── Dataset entries ──

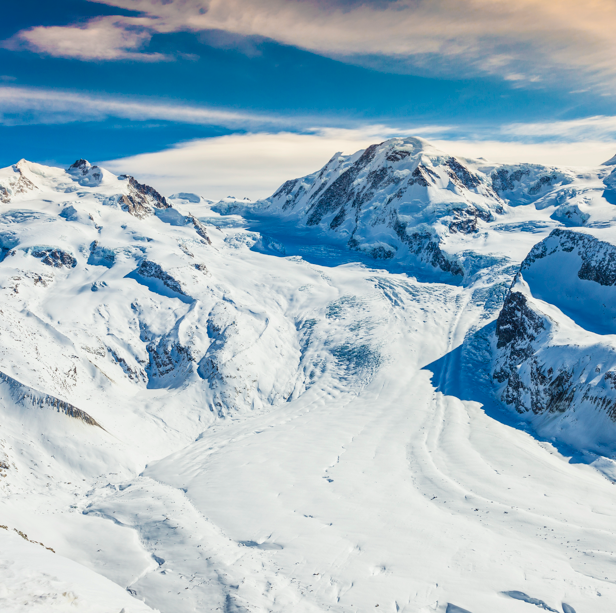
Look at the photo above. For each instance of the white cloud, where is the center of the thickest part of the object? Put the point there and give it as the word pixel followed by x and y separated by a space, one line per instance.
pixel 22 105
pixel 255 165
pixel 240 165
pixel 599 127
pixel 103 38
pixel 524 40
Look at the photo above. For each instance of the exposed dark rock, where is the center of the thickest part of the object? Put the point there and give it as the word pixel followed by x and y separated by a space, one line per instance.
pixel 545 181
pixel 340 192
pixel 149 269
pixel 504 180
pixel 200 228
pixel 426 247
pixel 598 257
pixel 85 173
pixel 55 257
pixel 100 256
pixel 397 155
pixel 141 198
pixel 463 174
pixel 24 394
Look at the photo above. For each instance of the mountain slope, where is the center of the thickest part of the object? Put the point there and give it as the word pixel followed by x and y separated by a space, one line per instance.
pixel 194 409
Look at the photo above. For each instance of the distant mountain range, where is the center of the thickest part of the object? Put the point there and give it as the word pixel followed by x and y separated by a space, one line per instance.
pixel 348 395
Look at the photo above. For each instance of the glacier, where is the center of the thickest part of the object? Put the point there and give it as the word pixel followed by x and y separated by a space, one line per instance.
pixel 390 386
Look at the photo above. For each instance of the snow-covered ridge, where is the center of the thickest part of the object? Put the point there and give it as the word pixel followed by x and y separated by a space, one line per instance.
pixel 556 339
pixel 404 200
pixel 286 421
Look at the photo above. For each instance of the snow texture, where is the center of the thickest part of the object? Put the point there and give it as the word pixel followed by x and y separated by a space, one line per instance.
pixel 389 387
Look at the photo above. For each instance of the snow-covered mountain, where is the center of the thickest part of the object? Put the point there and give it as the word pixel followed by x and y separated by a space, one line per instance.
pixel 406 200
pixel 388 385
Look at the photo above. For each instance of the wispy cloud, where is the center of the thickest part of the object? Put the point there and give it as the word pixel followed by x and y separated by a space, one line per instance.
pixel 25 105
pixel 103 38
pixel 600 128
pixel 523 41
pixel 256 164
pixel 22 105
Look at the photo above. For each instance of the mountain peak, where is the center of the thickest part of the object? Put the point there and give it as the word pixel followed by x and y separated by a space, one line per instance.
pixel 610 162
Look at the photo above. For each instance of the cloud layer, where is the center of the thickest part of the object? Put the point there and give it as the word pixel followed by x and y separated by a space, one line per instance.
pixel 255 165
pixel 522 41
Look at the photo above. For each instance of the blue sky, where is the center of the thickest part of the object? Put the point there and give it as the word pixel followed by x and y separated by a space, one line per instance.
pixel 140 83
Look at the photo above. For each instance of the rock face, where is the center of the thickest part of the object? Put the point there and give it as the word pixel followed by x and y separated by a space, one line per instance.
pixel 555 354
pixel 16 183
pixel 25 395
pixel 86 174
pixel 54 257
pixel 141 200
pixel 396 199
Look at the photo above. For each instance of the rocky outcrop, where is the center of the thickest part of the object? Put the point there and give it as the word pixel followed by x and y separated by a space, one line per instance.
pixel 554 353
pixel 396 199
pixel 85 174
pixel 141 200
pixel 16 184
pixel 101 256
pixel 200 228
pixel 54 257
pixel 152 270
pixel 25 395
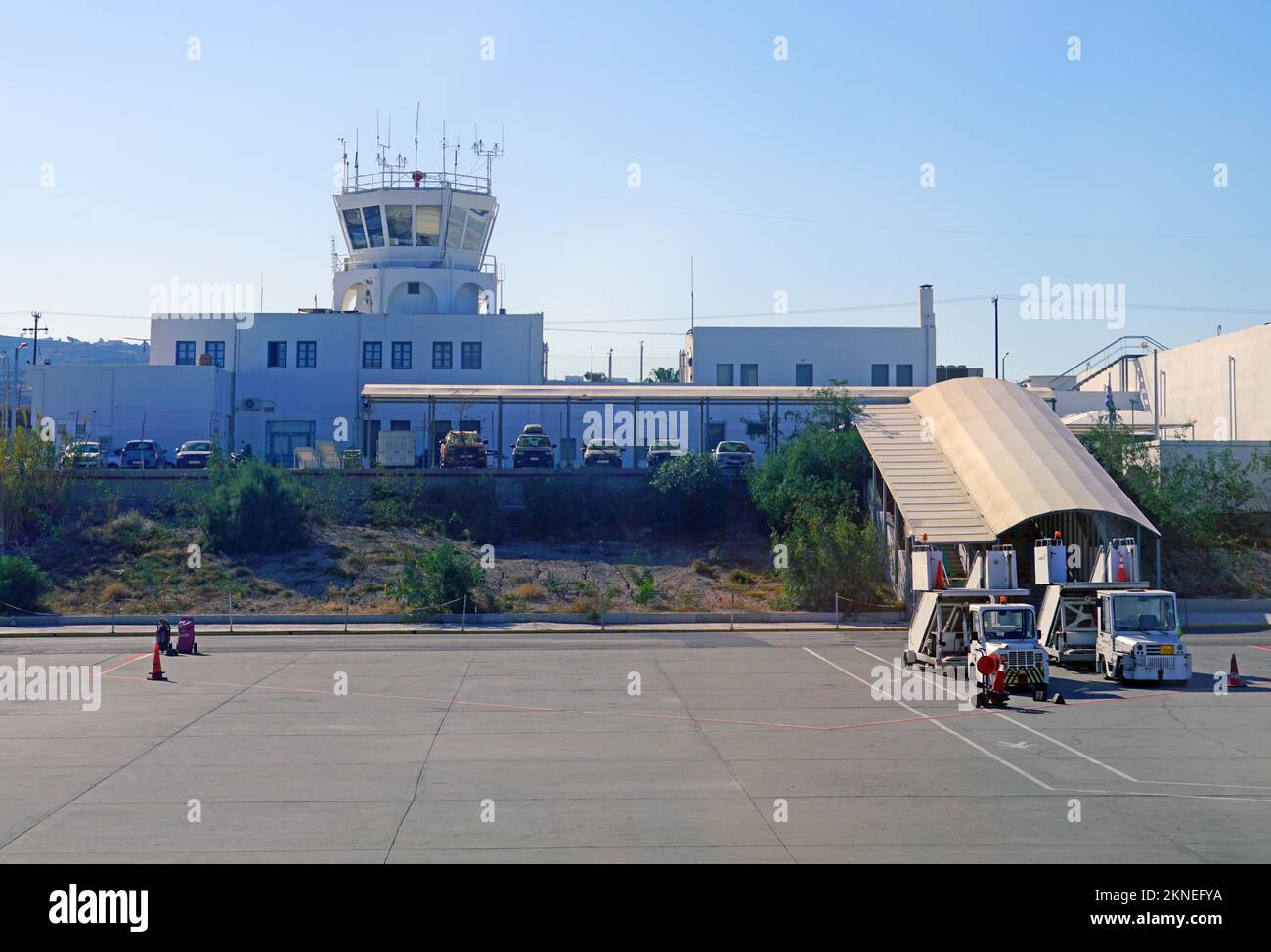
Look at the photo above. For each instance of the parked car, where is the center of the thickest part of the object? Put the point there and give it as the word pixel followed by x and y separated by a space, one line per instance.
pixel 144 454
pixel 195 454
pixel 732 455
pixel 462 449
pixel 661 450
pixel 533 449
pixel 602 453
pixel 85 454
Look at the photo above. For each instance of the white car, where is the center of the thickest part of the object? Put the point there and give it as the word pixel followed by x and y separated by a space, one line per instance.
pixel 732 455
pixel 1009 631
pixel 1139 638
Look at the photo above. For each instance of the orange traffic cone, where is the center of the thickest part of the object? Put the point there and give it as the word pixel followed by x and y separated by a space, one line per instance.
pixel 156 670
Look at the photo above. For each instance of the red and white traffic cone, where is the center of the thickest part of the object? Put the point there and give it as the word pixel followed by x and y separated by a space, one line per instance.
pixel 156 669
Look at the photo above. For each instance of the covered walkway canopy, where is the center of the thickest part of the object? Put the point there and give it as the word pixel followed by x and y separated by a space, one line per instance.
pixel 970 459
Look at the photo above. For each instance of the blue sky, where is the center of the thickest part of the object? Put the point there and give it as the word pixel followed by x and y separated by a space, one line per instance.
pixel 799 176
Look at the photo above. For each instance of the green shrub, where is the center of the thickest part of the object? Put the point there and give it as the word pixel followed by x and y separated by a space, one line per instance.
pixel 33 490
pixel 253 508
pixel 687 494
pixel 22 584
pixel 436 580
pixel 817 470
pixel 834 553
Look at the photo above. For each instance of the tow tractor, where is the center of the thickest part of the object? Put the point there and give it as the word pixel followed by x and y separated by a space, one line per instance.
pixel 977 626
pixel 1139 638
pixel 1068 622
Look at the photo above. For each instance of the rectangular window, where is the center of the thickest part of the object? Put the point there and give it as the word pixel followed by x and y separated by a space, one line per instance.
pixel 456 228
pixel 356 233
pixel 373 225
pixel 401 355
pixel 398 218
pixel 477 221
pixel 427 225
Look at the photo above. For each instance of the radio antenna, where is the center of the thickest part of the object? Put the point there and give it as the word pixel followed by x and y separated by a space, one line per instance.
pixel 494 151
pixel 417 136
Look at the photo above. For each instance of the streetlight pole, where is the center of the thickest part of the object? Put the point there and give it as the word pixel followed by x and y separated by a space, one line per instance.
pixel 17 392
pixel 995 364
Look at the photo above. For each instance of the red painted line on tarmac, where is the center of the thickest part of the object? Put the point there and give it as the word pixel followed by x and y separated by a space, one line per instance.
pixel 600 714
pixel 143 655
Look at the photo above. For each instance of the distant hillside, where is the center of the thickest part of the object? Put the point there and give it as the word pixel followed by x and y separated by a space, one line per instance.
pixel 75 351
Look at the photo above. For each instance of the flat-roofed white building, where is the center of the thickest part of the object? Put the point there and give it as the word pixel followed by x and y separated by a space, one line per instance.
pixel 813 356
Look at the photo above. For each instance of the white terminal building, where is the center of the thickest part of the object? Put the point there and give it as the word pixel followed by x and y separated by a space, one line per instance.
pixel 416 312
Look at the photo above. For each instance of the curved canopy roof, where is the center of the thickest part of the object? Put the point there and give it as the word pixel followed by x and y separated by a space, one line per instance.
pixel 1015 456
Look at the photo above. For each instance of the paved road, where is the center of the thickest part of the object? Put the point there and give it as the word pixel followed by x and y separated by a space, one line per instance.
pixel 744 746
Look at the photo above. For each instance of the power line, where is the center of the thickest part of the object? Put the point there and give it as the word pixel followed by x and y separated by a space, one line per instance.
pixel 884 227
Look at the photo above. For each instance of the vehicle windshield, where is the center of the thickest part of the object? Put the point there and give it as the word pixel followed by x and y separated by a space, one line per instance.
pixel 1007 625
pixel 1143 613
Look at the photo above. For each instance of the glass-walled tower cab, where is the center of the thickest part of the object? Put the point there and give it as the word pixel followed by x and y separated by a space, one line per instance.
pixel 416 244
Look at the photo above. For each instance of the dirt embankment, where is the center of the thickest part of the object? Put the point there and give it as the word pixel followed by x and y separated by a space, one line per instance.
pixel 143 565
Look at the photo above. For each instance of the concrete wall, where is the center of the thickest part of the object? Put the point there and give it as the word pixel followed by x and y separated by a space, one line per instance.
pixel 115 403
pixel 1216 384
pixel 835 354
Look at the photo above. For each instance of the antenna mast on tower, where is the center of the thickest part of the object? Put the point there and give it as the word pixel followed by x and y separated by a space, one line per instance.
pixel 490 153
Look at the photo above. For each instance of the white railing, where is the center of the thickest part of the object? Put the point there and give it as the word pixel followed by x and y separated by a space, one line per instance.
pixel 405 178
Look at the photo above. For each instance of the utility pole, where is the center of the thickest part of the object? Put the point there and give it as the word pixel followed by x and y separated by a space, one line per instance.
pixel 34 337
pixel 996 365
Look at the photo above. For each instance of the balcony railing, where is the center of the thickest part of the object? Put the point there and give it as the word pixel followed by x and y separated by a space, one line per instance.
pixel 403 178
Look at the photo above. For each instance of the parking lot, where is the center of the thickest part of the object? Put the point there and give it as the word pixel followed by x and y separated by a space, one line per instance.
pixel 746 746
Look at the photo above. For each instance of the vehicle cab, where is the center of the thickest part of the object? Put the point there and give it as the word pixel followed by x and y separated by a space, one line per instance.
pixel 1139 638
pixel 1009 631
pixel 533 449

───

# What you need to do
Recast the stretch of the records from the line containing "Look at the photo above. For each instance of the parking" through the end of the records as a numbered list, omitting any blank lines.

# Output for this task
1. Look at the photo above. For each instance of the parking lot, where is the center of the thickest part of the object? Put the point there and give it as the word pixel followed by x and y separated by a space, one line per instance.
2. pixel 746 746
3. Look at the photo above. For each instance of the vehicle cab, where is the center of the thickest part of the object? Put the point there and give it as the word pixel followed by x and y separated by a space, one line per instance.
4. pixel 1139 638
5. pixel 1009 631
6. pixel 533 449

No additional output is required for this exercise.